> EXERCISE:
Please copy each line below that contains the word "swirl".

> MATERIAL FOR THIS TASK:
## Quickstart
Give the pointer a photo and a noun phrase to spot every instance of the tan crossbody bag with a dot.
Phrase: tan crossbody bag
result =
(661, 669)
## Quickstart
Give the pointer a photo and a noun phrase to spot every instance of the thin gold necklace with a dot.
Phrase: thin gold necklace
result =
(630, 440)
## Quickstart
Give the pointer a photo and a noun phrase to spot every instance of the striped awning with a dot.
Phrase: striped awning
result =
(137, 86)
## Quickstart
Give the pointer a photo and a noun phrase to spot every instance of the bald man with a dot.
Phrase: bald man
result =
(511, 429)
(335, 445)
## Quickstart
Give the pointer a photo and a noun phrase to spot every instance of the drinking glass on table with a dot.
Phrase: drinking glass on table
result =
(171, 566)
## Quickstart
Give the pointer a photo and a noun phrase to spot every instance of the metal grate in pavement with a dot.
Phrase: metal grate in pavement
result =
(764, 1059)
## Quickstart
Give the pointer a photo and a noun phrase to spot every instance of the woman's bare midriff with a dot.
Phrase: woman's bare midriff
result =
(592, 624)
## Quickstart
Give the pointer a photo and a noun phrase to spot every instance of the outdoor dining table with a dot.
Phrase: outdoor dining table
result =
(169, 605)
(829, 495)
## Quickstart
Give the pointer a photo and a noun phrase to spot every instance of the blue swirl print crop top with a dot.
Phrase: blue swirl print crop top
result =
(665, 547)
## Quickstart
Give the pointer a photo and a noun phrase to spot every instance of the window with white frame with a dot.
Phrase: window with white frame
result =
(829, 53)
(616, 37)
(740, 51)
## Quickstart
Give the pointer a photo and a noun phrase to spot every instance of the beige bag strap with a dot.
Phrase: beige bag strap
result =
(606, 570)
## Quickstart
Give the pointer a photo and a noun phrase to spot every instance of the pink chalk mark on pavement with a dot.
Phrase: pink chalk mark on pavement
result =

> YOUR RESPONSE:
Give the pointer a photo and a noun phrase to spot every instance of the blue swirl print crop top with a dot.
Phrase: blue swirl print crop top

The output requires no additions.